> _WHAT THE EXERCISE ASKS_:
Reproduce every line of the items below word for word, leaving out the pictures.
-.-.-
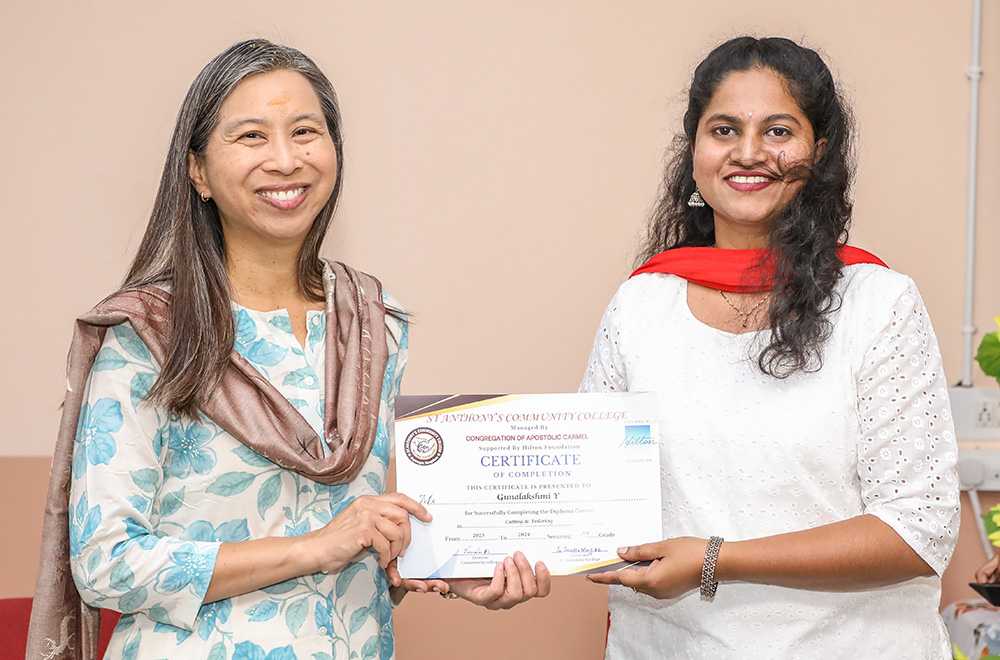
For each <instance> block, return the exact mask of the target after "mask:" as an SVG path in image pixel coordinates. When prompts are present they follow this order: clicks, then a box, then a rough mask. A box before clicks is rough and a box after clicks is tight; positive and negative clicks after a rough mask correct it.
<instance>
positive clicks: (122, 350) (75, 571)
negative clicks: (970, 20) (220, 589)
mask: <svg viewBox="0 0 1000 660" xmlns="http://www.w3.org/2000/svg"><path fill="white" fill-rule="evenodd" d="M158 373H159V368H158V366H157V365H156V364H155V363H154V362H153V359H152V356H151V355H150V353H149V350H148V349H147V348H146V346H145V344H144V343H143V342H142V340H141V339H140V338H139V336H138V335H137V334H136V333H135V331H134V330H132V328H131V327H130V326H129V325H128V324H123V325H120V326H115V327H113V328H110V329H109V330H108V331H107V335H106V337H105V340H104V344H103V346H102V348H101V350H100V352H99V353H98V356H97V360H96V362H95V363H94V366H93V368H92V370H91V374H90V378H89V380H88V384H87V396H86V397H85V400H84V406H83V410H82V411H81V414H80V424H79V428H78V429H77V435H76V442H75V445H74V448H73V470H72V485H71V493H70V561H71V565H72V571H73V579H74V581H75V583H76V586H77V588H78V589H79V591H80V594H81V596H82V597H83V599H84V600H85V601H86V602H87V603H89V604H90V605H92V606H95V607H102V608H107V609H112V610H117V611H120V612H125V613H128V612H144V613H145V614H147V615H148V616H149V617H150V618H152V619H153V620H154V621H156V622H158V623H161V624H165V625H169V626H176V627H179V628H183V629H185V630H190V629H191V627H192V625H193V624H194V621H195V618H196V617H197V615H198V611H199V608H200V607H201V604H202V600H203V599H204V596H205V592H206V590H207V589H208V584H209V582H210V581H211V579H212V571H213V569H214V567H215V559H216V555H217V553H218V548H219V545H220V543H219V542H217V541H215V540H206V535H204V534H202V533H201V532H202V531H204V530H201V529H200V528H199V526H198V524H195V525H191V526H188V527H187V528H184V527H180V526H177V528H172V527H171V526H170V525H169V524H167V523H165V522H164V520H165V519H166V518H167V517H169V514H170V513H171V512H172V510H176V509H177V508H179V507H180V506H181V505H182V503H183V501H184V493H183V488H182V489H181V492H173V493H162V492H160V489H161V486H162V485H163V481H164V469H171V470H173V471H175V472H177V473H190V474H199V475H203V474H205V473H206V471H208V470H210V469H211V468H212V465H213V461H212V460H211V458H212V457H211V455H210V452H211V450H210V449H209V448H208V447H207V443H208V441H209V440H210V438H211V430H210V429H209V428H207V427H205V426H202V425H201V424H199V423H198V422H190V423H188V424H185V423H180V422H179V420H175V421H176V422H178V423H176V424H174V425H170V424H168V423H167V421H168V420H166V419H163V413H162V412H161V411H158V410H156V409H155V408H153V407H152V406H150V405H148V404H145V403H143V402H142V398H143V397H144V396H145V394H146V392H147V391H148V390H149V388H150V387H151V386H152V384H153V381H154V379H155V378H156V375H157V374H158ZM167 454H173V455H174V457H173V460H172V462H171V463H170V464H169V468H165V465H168V463H167V460H166V456H167Z"/></svg>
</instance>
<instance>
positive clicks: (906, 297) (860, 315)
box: [839, 264, 929, 341]
mask: <svg viewBox="0 0 1000 660" xmlns="http://www.w3.org/2000/svg"><path fill="white" fill-rule="evenodd" d="M841 295H842V300H841V310H840V312H839V314H840V317H841V318H842V319H843V321H844V322H845V325H847V326H848V327H850V328H854V329H855V331H856V332H857V333H861V334H859V335H858V339H866V340H869V341H870V340H872V339H873V337H875V336H877V334H878V333H881V332H884V331H886V330H887V329H890V328H891V327H892V326H896V330H897V331H899V330H901V329H902V327H903V326H904V325H907V324H913V323H916V324H917V325H918V326H927V327H929V319H928V318H927V313H926V310H925V308H924V303H923V300H922V299H921V297H920V292H919V291H918V290H917V286H916V284H915V283H914V282H913V280H912V279H910V278H909V277H908V276H906V275H903V274H902V273H897V272H896V271H894V270H890V269H888V268H885V267H882V266H876V265H873V264H855V265H853V266H848V267H846V268H845V269H844V278H843V281H842V282H841Z"/></svg>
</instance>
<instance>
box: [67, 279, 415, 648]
-.-.-
> _RESPONSE TO THE EXERCISE_:
For each <instance> block, return the exact mask of the target after "mask:" as an SVG path in image pixel coordinates. When prompts are present they follow this order: clicks, then a box, then a rough mask. A box before clicks is rough and a box after clicks is tight; positive and negative clicks after a rough mask correct it.
<instance>
positive clicks: (122, 350) (75, 571)
negative clicks: (970, 20) (220, 589)
mask: <svg viewBox="0 0 1000 660" xmlns="http://www.w3.org/2000/svg"><path fill="white" fill-rule="evenodd" d="M158 373H159V368H158V366H157V365H156V364H155V363H154V362H153V359H152V356H151V355H150V353H149V350H148V349H147V348H146V346H145V344H144V343H143V342H142V340H141V339H140V338H139V336H138V335H137V334H136V333H135V331H134V330H132V328H131V327H130V326H129V325H128V324H123V325H120V326H115V327H113V328H110V329H109V330H108V331H107V335H106V337H105V340H104V344H103V346H102V348H101V350H100V352H99V353H98V356H97V360H96V362H95V363H94V366H93V368H92V370H91V374H90V378H89V380H88V384H87V396H86V397H85V400H84V406H83V410H82V411H81V414H80V424H79V428H78V429H77V435H76V442H75V445H74V448H73V470H72V485H71V493H70V561H71V565H72V571H73V579H74V581H75V583H76V586H77V588H78V589H79V591H80V594H81V596H82V597H83V599H84V600H85V601H86V602H87V603H89V604H90V605H92V606H95V607H102V608H107V609H112V610H117V611H120V612H125V613H128V612H144V613H145V614H147V615H148V616H149V617H150V618H152V619H153V620H154V621H156V622H158V623H161V624H165V625H169V626H176V627H179V628H183V629H185V630H190V629H191V627H192V625H193V624H194V621H195V618H196V617H197V615H198V611H199V608H200V607H201V604H202V600H203V599H204V596H205V592H206V590H207V589H208V584H209V582H210V581H211V579H212V571H213V569H214V567H215V559H216V555H217V553H218V548H219V545H220V543H219V542H217V541H215V540H206V535H204V534H202V533H201V532H202V531H204V530H201V529H200V528H199V526H198V524H195V525H191V526H188V527H187V528H184V527H180V526H177V528H172V527H171V526H170V525H169V524H167V523H165V522H164V520H165V519H166V518H167V517H169V514H170V513H171V512H172V510H176V509H177V508H179V507H180V506H181V505H182V503H183V501H184V493H183V488H182V489H181V492H173V493H162V492H160V489H161V486H162V485H163V481H164V469H171V470H173V471H175V472H177V473H190V474H199V475H203V474H205V473H206V471H208V470H210V469H211V468H212V465H213V461H212V460H211V458H212V457H211V455H210V452H211V450H210V449H209V448H208V447H207V443H208V441H209V440H210V438H211V430H210V429H209V428H207V427H205V426H202V425H201V424H199V423H198V422H190V423H188V424H185V423H180V422H179V420H175V421H176V422H178V423H176V424H174V425H170V424H168V423H167V421H168V420H166V419H163V413H162V412H161V411H158V410H156V409H155V408H153V407H152V406H150V405H148V404H145V403H143V402H142V398H143V397H144V396H145V394H146V392H147V391H148V390H149V388H150V387H151V386H152V384H153V381H154V379H155V378H156V375H157V374H158ZM167 454H173V455H174V457H173V460H172V462H171V463H170V464H169V468H165V465H168V463H167V460H166V456H167Z"/></svg>
</instance>
<instance>
positive clicks: (906, 297) (860, 315)
box: [839, 264, 929, 341]
mask: <svg viewBox="0 0 1000 660" xmlns="http://www.w3.org/2000/svg"><path fill="white" fill-rule="evenodd" d="M841 295H842V300H841V310H840V312H839V314H840V317H841V318H842V319H843V321H844V322H845V325H847V326H848V327H850V328H854V329H855V331H856V332H857V333H861V334H859V335H858V339H866V340H869V341H870V340H872V339H873V337H875V336H877V334H878V333H881V332H884V331H886V330H887V329H890V328H891V327H892V326H896V330H897V331H899V330H901V329H902V327H903V326H904V325H907V324H913V323H916V324H917V325H918V326H927V327H929V319H928V318H927V313H926V310H925V308H924V303H923V300H922V299H921V297H920V292H919V291H918V290H917V286H916V284H915V283H914V282H913V280H912V279H910V278H909V277H908V276H906V275H903V274H902V273H897V272H896V271H894V270H890V269H888V268H885V267H882V266H876V265H873V264H855V265H853V266H848V267H846V268H845V269H844V278H843V281H842V282H841Z"/></svg>
</instance>
<instance>
box: [67, 279, 415, 648]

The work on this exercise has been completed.